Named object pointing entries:
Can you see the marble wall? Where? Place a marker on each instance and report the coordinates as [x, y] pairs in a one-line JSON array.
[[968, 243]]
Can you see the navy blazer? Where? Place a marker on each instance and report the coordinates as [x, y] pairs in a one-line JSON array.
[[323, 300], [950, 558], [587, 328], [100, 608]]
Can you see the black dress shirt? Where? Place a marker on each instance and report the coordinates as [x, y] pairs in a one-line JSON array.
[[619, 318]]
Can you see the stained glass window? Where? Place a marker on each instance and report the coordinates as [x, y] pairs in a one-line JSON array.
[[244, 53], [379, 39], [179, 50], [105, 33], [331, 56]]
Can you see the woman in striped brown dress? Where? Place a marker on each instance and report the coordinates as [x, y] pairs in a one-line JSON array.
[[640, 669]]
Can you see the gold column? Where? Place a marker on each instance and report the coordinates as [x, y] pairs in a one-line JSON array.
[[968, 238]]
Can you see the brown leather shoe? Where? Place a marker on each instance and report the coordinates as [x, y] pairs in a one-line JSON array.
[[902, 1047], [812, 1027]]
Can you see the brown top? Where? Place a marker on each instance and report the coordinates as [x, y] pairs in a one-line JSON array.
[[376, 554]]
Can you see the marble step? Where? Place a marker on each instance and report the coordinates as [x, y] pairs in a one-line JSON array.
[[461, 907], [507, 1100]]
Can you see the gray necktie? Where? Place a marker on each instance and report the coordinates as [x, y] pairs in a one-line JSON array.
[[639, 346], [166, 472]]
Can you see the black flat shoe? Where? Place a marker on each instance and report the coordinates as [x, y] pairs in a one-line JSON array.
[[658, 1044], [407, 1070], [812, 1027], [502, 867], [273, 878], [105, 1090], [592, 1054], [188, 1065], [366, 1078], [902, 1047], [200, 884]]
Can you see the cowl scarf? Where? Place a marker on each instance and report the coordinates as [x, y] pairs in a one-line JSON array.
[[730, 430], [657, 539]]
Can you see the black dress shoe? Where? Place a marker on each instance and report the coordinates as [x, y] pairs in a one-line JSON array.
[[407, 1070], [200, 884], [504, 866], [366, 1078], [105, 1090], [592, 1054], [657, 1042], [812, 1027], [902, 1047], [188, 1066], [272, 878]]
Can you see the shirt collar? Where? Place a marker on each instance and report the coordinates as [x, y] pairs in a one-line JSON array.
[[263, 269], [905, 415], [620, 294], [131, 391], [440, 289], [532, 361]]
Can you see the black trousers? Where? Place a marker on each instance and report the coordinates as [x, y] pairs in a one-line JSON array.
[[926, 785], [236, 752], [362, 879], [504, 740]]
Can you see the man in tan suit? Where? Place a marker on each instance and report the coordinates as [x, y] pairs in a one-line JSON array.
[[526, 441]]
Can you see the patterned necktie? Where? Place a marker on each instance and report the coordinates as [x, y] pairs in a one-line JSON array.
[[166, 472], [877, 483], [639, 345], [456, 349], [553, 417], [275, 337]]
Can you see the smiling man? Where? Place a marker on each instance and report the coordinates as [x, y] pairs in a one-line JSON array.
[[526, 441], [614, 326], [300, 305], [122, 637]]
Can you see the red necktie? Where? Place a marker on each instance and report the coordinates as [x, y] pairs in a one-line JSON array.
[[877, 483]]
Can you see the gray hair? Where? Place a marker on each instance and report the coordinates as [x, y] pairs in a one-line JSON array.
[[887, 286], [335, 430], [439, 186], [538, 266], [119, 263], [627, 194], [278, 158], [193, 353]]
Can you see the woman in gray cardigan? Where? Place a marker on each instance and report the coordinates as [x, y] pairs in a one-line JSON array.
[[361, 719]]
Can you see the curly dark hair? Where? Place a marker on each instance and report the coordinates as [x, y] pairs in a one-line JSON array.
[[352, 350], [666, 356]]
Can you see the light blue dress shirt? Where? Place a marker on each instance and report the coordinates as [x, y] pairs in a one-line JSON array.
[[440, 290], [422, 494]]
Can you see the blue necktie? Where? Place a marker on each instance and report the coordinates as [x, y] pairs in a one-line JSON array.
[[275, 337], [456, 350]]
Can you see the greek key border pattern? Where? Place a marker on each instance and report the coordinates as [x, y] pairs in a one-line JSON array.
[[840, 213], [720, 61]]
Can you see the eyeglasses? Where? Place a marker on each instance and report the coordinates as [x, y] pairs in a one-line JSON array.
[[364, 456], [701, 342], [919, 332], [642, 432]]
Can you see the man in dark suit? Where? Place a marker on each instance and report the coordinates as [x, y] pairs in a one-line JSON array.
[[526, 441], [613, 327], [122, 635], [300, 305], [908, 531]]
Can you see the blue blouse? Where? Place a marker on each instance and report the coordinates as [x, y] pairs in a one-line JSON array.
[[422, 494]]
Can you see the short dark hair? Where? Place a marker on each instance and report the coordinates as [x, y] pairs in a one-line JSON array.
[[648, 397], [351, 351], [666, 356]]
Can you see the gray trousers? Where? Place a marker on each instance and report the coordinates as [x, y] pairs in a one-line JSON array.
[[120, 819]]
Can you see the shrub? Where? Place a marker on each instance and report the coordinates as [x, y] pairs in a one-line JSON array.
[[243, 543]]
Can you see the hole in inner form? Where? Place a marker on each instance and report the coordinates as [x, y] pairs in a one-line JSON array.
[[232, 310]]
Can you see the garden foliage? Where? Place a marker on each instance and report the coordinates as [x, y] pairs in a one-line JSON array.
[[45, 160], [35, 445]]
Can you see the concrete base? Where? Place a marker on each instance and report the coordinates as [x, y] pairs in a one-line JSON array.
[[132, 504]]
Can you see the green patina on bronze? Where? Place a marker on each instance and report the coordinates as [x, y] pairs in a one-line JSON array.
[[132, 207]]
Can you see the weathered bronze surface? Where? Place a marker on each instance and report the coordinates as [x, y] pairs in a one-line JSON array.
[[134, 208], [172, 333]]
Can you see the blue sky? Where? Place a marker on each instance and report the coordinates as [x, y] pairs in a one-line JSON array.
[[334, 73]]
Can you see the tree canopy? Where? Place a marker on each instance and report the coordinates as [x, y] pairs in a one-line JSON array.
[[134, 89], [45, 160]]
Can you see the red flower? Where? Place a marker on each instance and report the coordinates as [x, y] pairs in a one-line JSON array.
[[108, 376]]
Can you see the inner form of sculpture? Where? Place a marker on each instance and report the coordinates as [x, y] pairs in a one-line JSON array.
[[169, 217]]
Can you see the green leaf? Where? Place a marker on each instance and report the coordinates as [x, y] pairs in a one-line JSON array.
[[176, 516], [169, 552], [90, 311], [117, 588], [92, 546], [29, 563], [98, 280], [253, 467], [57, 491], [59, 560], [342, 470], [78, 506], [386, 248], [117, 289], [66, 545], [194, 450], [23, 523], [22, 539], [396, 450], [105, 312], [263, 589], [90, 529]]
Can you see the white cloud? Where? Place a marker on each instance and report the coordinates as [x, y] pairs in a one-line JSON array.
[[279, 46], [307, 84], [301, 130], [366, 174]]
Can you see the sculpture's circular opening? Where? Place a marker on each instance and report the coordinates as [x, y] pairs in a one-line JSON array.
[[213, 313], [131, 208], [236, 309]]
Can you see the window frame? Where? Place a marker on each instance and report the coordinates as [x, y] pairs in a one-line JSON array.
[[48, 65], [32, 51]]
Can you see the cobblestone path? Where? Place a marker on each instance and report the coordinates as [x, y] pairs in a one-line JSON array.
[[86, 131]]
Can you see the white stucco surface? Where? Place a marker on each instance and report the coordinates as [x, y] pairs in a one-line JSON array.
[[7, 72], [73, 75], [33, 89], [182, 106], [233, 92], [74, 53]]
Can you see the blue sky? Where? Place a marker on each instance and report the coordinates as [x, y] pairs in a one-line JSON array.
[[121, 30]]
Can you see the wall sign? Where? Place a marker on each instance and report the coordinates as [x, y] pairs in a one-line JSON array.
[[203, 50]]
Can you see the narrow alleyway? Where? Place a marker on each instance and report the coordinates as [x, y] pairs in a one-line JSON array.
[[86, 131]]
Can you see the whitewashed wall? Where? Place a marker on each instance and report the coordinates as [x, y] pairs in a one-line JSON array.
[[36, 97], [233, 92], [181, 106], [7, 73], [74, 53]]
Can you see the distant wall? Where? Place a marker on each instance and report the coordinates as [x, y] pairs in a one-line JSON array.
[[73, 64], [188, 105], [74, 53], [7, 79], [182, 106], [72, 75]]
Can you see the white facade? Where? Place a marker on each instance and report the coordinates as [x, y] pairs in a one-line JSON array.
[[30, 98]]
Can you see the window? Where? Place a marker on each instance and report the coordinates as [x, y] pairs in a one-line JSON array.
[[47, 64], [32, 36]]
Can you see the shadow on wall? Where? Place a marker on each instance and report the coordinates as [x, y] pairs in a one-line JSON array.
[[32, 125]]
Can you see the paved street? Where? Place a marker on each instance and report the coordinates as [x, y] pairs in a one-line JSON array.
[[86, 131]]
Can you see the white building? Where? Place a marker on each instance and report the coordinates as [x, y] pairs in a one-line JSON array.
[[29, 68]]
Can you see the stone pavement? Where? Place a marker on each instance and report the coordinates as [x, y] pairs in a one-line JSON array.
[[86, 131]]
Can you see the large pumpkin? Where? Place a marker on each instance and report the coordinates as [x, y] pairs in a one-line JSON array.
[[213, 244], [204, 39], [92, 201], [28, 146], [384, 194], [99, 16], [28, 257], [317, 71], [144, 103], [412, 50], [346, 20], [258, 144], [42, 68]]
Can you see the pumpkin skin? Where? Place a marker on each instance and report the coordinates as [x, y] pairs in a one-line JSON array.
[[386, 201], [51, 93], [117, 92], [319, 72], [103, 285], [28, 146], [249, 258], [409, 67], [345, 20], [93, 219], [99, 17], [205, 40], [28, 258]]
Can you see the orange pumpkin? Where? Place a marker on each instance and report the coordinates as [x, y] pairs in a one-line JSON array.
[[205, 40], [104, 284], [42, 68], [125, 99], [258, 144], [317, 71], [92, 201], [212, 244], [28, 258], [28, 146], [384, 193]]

INSTRUCTIONS TO FOLLOW — Copy the rows from the line containing "Can you see the man in dark" through the line containing "[[422, 494]]", swapping "blue blouse" for "green blouse" and leaving everything else unchanged. Give only those lines.

RESULT FOR THIS TASK —
Can you see the man in dark suit? Where? Place a marker on each instance and report the coordinates as [x, y] pairs in a one-line JSON array.
[[526, 441], [613, 327], [122, 635], [300, 305], [908, 531]]
Can you see the green blouse? Where? Place a marker on each instance and report the coordinates as [x, y] pairs in a one-line JSON array.
[[422, 494]]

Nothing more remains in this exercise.